WHAT IS REQUIRED:
Reproduce the items verbatim, from their first line through the line that contains "79], [169, 88]]", with both ends included.

DATA RECORDS:

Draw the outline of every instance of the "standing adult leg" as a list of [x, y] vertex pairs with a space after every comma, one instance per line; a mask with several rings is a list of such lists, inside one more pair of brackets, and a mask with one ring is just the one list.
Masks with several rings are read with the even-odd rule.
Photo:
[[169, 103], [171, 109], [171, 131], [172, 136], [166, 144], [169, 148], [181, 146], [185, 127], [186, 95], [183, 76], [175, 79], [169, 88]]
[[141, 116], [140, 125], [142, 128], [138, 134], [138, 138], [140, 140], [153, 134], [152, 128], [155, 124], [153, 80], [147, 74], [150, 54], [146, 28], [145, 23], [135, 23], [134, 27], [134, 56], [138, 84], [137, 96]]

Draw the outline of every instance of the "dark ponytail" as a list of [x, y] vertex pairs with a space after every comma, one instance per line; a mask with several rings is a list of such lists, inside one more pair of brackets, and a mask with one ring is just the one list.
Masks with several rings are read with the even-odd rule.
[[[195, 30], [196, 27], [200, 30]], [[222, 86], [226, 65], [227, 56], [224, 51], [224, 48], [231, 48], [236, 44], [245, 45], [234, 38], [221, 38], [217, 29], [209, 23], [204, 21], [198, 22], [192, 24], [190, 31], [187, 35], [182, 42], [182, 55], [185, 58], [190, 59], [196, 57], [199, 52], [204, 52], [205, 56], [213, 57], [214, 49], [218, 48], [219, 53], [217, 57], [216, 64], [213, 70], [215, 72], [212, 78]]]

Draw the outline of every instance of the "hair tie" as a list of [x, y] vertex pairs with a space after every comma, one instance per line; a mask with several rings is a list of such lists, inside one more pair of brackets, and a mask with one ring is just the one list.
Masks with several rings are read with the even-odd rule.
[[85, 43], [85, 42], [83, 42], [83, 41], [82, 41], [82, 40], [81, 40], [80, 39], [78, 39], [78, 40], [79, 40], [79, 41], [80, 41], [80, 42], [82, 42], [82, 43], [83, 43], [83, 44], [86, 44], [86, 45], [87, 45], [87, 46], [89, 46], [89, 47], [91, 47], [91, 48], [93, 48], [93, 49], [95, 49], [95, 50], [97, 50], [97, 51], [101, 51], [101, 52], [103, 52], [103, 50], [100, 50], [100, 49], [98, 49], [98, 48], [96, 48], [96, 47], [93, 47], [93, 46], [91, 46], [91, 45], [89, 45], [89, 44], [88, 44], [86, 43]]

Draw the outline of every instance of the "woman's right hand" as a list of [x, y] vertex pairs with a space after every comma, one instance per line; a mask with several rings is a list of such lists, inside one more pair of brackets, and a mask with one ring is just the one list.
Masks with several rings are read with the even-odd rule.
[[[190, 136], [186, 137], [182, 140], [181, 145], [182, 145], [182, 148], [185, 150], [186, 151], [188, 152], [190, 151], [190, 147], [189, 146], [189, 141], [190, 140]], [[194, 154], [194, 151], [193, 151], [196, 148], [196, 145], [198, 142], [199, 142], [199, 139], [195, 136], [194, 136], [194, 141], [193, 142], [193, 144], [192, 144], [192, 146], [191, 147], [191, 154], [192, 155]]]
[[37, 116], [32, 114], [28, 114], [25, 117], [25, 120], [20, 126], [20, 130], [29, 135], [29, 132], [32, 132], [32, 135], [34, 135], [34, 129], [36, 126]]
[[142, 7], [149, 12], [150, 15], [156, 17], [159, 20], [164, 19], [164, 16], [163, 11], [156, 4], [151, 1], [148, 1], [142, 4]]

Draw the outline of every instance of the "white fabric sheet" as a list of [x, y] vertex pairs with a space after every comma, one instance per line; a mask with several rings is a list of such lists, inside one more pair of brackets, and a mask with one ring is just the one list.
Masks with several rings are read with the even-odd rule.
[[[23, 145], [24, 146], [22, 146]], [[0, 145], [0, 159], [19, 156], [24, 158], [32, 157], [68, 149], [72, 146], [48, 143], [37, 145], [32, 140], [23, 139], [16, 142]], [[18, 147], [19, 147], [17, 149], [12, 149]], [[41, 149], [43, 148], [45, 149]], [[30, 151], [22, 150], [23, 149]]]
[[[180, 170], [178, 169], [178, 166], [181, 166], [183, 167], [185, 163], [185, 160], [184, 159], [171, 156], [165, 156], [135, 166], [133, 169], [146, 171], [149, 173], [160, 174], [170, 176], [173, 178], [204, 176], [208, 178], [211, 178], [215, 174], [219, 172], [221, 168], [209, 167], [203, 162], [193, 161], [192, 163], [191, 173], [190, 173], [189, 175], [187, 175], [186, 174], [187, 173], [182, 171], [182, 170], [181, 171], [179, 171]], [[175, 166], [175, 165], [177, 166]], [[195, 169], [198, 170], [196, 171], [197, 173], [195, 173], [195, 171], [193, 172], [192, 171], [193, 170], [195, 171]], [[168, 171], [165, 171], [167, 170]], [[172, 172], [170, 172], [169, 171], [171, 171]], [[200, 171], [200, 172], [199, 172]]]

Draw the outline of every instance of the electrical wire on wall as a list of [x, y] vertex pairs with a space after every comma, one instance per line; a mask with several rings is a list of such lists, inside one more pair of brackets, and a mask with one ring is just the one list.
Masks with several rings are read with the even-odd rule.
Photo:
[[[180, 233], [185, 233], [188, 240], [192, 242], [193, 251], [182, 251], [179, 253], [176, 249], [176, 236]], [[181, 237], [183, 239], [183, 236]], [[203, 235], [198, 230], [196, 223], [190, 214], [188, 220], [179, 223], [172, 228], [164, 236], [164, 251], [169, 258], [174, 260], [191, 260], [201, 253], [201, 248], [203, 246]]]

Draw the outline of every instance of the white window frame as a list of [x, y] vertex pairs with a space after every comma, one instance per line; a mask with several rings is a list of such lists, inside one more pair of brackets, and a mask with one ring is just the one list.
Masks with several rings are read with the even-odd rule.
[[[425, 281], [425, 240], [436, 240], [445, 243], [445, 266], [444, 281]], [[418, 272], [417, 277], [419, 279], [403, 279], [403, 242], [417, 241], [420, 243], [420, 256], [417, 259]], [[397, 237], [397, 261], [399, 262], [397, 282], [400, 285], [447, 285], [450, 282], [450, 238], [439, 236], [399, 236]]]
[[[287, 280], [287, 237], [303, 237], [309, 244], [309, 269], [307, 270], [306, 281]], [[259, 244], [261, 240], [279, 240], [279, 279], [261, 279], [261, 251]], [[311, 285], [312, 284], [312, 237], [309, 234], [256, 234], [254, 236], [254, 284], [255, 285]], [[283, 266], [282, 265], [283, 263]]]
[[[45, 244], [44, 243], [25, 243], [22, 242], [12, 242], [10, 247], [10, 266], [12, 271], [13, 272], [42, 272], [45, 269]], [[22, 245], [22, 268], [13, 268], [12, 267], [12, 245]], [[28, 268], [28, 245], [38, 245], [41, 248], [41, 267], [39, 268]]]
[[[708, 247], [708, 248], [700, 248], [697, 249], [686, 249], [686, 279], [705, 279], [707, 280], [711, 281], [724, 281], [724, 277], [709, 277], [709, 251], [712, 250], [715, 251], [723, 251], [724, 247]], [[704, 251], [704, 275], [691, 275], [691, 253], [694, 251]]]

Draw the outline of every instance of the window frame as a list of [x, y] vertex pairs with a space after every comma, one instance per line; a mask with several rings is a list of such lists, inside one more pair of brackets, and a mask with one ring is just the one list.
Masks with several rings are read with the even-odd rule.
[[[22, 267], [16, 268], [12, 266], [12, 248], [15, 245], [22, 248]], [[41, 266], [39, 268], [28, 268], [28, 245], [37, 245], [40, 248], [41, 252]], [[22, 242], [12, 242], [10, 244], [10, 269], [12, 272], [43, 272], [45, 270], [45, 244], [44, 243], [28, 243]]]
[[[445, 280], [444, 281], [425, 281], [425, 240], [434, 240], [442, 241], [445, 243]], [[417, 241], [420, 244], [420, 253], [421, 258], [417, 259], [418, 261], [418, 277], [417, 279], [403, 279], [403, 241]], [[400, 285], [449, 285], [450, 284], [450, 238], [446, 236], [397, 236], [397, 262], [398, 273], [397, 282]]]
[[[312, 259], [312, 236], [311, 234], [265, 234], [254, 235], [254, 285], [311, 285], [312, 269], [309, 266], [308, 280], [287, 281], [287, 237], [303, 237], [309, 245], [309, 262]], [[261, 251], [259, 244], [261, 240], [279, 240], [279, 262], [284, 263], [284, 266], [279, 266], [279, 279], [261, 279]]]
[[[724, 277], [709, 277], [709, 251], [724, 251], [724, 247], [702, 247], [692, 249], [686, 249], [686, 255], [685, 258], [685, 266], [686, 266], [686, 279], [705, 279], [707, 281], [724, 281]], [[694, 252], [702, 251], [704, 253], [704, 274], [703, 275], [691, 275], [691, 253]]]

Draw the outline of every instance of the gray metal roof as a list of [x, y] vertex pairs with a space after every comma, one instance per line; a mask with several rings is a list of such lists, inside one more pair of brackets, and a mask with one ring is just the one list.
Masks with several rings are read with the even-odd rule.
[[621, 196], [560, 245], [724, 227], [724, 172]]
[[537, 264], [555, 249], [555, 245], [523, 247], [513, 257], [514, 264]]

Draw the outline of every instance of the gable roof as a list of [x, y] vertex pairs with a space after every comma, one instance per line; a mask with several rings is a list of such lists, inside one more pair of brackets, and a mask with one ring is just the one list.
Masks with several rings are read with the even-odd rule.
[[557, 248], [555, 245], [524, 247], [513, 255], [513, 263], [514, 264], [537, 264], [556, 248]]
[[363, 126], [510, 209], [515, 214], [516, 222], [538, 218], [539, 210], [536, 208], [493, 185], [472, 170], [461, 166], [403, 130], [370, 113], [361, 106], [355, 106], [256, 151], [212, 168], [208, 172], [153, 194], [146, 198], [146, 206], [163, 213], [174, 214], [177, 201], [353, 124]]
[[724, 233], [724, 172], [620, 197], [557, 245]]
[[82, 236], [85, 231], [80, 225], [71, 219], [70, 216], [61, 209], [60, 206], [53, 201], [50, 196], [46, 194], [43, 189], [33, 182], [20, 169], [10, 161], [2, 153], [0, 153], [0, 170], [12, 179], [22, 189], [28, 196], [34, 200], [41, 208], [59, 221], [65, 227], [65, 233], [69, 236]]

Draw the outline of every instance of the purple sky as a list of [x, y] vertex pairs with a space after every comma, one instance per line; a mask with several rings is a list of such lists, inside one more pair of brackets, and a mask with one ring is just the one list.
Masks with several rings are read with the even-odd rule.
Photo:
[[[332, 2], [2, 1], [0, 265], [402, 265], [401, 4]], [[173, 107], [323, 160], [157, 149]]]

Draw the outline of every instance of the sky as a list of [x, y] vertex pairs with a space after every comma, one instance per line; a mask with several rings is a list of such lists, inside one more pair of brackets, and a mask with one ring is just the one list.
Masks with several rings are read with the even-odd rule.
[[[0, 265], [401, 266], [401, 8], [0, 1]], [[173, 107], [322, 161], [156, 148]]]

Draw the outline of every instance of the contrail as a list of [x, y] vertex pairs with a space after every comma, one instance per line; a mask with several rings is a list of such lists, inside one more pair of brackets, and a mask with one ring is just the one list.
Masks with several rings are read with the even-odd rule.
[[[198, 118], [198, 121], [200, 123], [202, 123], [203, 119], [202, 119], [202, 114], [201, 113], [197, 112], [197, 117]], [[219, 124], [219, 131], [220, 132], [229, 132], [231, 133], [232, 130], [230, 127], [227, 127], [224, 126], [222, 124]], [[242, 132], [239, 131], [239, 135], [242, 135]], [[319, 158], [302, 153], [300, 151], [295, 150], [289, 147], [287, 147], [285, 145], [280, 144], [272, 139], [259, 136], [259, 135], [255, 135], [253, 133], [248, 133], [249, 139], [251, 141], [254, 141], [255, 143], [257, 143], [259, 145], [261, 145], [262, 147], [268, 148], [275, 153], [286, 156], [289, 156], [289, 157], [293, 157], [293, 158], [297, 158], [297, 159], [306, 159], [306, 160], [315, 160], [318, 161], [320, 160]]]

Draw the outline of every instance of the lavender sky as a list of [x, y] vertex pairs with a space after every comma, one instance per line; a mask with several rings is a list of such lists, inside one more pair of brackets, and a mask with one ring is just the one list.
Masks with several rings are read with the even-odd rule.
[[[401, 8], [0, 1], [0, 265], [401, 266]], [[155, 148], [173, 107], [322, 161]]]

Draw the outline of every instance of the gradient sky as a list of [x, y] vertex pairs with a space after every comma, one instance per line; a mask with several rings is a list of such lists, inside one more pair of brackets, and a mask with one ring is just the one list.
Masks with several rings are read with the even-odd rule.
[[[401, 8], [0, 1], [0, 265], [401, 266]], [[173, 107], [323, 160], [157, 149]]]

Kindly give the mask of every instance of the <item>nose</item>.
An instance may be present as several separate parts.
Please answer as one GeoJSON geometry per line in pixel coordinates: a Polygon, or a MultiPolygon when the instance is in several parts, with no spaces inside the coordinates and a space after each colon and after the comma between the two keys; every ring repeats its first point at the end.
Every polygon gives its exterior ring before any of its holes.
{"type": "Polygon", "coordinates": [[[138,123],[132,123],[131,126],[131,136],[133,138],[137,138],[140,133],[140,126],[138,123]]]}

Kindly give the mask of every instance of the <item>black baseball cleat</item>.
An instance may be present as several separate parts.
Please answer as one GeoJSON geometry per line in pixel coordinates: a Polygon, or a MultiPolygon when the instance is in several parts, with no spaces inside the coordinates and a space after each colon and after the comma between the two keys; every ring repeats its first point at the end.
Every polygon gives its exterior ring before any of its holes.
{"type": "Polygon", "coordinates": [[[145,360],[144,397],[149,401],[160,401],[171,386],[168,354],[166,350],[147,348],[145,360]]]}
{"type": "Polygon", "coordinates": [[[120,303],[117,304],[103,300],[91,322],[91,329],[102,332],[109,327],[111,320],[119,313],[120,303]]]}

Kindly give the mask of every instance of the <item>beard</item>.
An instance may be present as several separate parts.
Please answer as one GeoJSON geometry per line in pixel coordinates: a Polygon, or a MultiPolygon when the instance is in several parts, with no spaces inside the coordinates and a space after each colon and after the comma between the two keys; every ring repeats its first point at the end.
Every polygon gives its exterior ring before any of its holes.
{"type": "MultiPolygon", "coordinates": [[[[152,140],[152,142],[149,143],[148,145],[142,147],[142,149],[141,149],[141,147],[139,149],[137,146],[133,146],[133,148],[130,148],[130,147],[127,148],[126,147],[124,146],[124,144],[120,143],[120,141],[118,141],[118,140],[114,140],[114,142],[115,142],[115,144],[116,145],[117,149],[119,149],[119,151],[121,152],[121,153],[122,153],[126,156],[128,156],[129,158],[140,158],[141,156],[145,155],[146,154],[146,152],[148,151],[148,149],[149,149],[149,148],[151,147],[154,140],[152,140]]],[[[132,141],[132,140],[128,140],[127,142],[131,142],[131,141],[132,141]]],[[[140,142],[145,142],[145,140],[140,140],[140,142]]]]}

RESULT:
Draw the outline of every instance of the "standing adult leg" as a list of [x, y] vertex pairs with a space after every comma, one instance per line; a mask with several rings is a list of such lists, inside one more pair of brackets, and a mask with one ring is just the one list.
Masks with several rings are read with the even-odd rule.
Photo:
[[169, 103], [171, 109], [171, 131], [172, 136], [166, 144], [169, 148], [181, 146], [185, 127], [186, 95], [183, 76], [175, 79], [169, 88]]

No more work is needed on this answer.